-- WORK INSTRUCTIONS --
In the piece on immigration below, start at "Trump welcomes that, making" and stop after "pick our tomatoes.", then reproduce that stretch word for word.

We are under attack by Russians intent on weakening our democracy.

Trump welcomes that, making the heart and soul of his presidency a wall to protect us from desperate Hondurans seeking to clean our toilets and pick our tomatoes.

So how did I miss George Will’s review earlier this summer of Danny Okrent’s The Guarded Gate: Bigotry, Eugenics, and the Law That Kept Two Generations of Jews, Italians, and Other European Immigrants Out of America?

Better late than never:


. . . [Late in the 19th century] racist thinking about immigration saturated mainstream newspapers (the Boston Herald: “Shall we permit these inferior races to dilute the thrifty, capable Yankee blood . . . of the earlier immigrants?”) and elite journals (in the Yale Review, recent immigrants were described as “vast masses of filth” from “every foul and stagnant pool of population in Europe”).

Free-text descriptions of objects
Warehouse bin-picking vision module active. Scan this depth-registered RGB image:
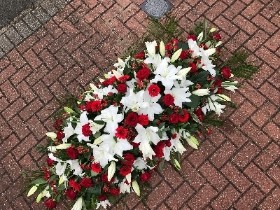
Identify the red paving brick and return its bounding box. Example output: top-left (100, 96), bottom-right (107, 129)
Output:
top-left (0, 0), bottom-right (280, 210)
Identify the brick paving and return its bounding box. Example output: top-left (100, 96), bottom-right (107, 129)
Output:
top-left (0, 0), bottom-right (280, 210)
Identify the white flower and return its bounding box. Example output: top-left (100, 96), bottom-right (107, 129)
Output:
top-left (151, 58), bottom-right (181, 89)
top-left (192, 89), bottom-right (210, 96)
top-left (94, 105), bottom-right (123, 135)
top-left (71, 197), bottom-right (83, 210)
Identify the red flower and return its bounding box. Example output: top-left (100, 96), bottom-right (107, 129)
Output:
top-left (82, 123), bottom-right (92, 136)
top-left (148, 84), bottom-right (160, 97)
top-left (109, 187), bottom-right (120, 196)
top-left (45, 198), bottom-right (56, 209)
top-left (124, 112), bottom-right (138, 127)
top-left (119, 165), bottom-right (132, 176)
top-left (47, 157), bottom-right (54, 167)
top-left (65, 189), bottom-right (77, 200)
top-left (66, 147), bottom-right (79, 160)
top-left (169, 113), bottom-right (179, 124)
top-left (221, 66), bottom-right (231, 79)
top-left (117, 84), bottom-right (127, 93)
top-left (115, 126), bottom-right (128, 139)
top-left (69, 179), bottom-right (81, 192)
top-left (187, 34), bottom-right (196, 41)
top-left (138, 114), bottom-right (149, 126)
top-left (163, 94), bottom-right (174, 106)
top-left (140, 171), bottom-right (152, 182)
top-left (86, 100), bottom-right (102, 112)
top-left (122, 153), bottom-right (135, 166)
top-left (56, 130), bottom-right (65, 141)
top-left (134, 51), bottom-right (145, 59)
top-left (80, 177), bottom-right (93, 188)
top-left (179, 109), bottom-right (190, 123)
top-left (136, 67), bottom-right (151, 81)
top-left (91, 163), bottom-right (102, 174)
top-left (154, 141), bottom-right (165, 158)
top-left (213, 32), bottom-right (222, 41)
top-left (189, 63), bottom-right (198, 73)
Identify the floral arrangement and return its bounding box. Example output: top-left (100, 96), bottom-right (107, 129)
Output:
top-left (28, 25), bottom-right (237, 210)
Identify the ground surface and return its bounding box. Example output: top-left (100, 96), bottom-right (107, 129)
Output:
top-left (0, 0), bottom-right (280, 210)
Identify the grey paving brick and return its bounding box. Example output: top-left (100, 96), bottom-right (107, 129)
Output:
top-left (15, 20), bottom-right (32, 38)
top-left (6, 27), bottom-right (23, 45)
top-left (23, 13), bottom-right (41, 31)
top-left (0, 34), bottom-right (14, 53)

-- ANSWER BOX --
Trump welcomes that, making the heart and soul of his presidency a wall to protect us from desperate Hondurans seeking to clean our toilets and pick our tomatoes.